▶ DATA TO EXAMINE:
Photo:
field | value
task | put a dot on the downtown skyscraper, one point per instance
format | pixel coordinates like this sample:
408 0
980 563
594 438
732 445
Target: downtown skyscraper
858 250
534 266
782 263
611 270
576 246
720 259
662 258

▶ EXERCISE BRIEF:
Copy each line of the records verbatim.

▶ ANSWER TO THIS TASK:
Photo:
field | value
task | put a dot on the downtown skyscraper, one point per instance
format | pixel coordinates like this sample:
408 0
980 563
594 438
732 445
Target: downtown skyscraper
858 250
534 266
782 263
611 270
576 246
720 259
662 258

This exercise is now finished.